EXCERPTED TEXT:
* Start *

The biggest (first world) problem in my life is finding time to do the things I say I want to do.
I’m not unusual – we’ve all got demands on our time. Work stuff. Partner stuff. Kids stuff. Houses stuff.
All that stuff tends to crowd out my time to get out on the bike.
No more is this felt than during the winter months.
Work always seems to be busier. The hours available to ride are fewer and there’s more likelihood that the hours that are available are marred by inclement (at best) or thoroughly miserable weather.
Nativities and Strava Activities
After a quiet month’s riding in November, I set out in December with the objective of magicking more time to ride (against a backdrop of Christmas fairs and Nativity performances).
But how to do it?
Judging by my Strava feed, more and more people are using Zwift-linked indoor trainers to de-link their riding opportunities from the outdoor conditions.
But the conditions in my pain cave are so bad that a Neanderthal would turn his nose up. The creation of a super dooper indoor training environment will have to be put off for another year.
So how to create more time (to ride)?
Even Elon Musk can’t create more time out of nuffink. I don’t stand a chance.
Look, I’ve telegraphed this in prior posts so I won’t draw it out.
I recently (like in December) decided to buy a good set of lights in order to make riding viable at times when previously I’d have deemed it too dark and dangerous. And thusly created more time (sort of) for bicycling than had been available before.
You Can Never Be Too Visible On Your Bike
The danger of being unseen on dark country roads was brought into stark reality at the same time I was mulling over the potential purchase.
I came in to work one Monday morning in early December to the terrible news that a colleague in another team had been hit by a car whilst walking on a country lane on the prior Friday evening and had died as a result.
Now he wasn’t on his bike but the logic is the same.
I think I bought the lights that Wednesday.
Choosing My New Bike Lights
I can’t pretend I applied any particular science when undertaking my lights purchase.
I headed straight to Wiggle, clicked to the Bike Lights page and promptly selected the (front) bike light at the top of the page (meaning it was the best selling item).
Which happened to be the Cateye Volt 800.
Factors that contributed to this snap decision:
- At £57, it was on at a price in line with what I was expecting to pay – this sounds somewhat woolly but I wasn’t looking for a £30 light (not very bright; normal batteries?), nor was I looking to drop the best part of £100 on a glorified torch;
- It seemed the right size – I wasn’t looking to attach a floodlight to my handlebars but it looked about right for throwing a reasonable amount of light out onto the road;
- Cateye seems to be a leading bike light manufacturer. I think my last set of commuter lights were made by them. I’m not a major fan of cats. But I do likes the fact that the inventor of cats eyes (cats’ eyes; cat’s eyes; catseyes) was a Yorkshireman; and
- It looked like it had five out of five stars from over 270 reviews (on close inspection it turns out to be 4.7 out 5 – no matter
“Good purchase”, I told myself.
“Now get yourself a rear light to go with it”.
Rear-ly Good Lights
Like for the front light, I had a preconceived notion as to what I felt comfortable paying for a rear light. Or rather I decided that I didn’t really want to spend a great deal more than £75 for both of them.

* End *

RECORDS TO USE:
* Start *

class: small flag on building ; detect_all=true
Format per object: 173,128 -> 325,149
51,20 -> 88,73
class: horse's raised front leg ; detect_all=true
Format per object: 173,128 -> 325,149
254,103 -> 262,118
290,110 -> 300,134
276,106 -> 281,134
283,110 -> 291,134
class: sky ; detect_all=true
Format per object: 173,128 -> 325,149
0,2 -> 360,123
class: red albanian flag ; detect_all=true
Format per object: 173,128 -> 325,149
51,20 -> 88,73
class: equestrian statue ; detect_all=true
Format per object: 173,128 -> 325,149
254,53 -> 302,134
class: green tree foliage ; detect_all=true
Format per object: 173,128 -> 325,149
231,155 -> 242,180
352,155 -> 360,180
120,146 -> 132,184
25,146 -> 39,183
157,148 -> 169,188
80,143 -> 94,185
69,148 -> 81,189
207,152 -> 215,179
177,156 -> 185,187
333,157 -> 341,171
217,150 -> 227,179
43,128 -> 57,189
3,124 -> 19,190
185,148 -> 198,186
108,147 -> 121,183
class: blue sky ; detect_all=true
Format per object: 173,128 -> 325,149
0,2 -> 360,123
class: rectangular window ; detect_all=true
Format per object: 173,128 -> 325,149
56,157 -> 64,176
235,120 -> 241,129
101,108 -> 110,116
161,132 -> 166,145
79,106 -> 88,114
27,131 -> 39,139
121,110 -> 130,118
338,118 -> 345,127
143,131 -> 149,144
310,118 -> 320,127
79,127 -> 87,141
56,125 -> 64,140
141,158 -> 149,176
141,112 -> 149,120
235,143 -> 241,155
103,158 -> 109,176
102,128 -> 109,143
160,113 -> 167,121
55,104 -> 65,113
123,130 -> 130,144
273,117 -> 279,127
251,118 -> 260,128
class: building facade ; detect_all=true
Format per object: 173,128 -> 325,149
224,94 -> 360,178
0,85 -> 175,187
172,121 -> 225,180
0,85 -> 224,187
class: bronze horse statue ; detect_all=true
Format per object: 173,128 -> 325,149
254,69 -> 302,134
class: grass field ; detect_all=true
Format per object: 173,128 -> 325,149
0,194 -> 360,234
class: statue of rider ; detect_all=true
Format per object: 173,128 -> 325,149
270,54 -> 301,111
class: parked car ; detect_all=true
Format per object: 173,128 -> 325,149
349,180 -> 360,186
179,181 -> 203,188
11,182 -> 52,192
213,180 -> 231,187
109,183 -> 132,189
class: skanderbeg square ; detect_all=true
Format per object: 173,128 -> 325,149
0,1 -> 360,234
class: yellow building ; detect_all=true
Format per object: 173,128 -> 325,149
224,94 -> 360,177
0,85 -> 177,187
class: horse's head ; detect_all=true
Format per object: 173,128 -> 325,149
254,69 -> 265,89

* End *

LIST OF TASKS:
[a] In the post about bike lights, which front light sat at the top of the Wiggle Bike Lights page?
[b] Swap "class" for "category" in the listing lines starting at its first line and ending at the line containing "283,110 -> 291,134", and give back only those lines with nothing else altered.
The text and the listing were taken from unrelated sources.

EXPECTED ANSWERS:
[a] The Cateye Volt 800.

[b]
category: small flag on building ; detect_all=true
Format per object: 173,128 -> 325,149
51,20 -> 88,73
category: horse's raised front leg ; detect_all=true
Format per object: 173,128 -> 325,149
254,103 -> 262,118
290,110 -> 300,134
276,106 -> 281,134
283,110 -> 291,134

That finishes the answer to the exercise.